Source material
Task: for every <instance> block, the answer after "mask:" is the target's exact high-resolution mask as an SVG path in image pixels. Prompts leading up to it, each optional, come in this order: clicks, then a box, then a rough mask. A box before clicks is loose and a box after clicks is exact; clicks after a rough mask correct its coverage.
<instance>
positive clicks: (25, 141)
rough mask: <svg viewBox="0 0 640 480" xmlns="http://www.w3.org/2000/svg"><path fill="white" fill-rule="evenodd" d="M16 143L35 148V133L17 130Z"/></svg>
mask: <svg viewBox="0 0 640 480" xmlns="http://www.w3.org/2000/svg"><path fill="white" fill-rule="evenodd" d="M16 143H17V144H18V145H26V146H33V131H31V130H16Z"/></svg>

Your instructions
Give back exactly the lines running from the line containing "positive clicks: (25, 141)" through the end of the material above, both included, and nothing beyond them.

Reply to the task
positive clicks: (25, 141)
rough mask: <svg viewBox="0 0 640 480" xmlns="http://www.w3.org/2000/svg"><path fill="white" fill-rule="evenodd" d="M16 143L35 148V133L17 130Z"/></svg>
mask: <svg viewBox="0 0 640 480" xmlns="http://www.w3.org/2000/svg"><path fill="white" fill-rule="evenodd" d="M16 143H17V144H18V145H26V146H33V131H31V130H16Z"/></svg>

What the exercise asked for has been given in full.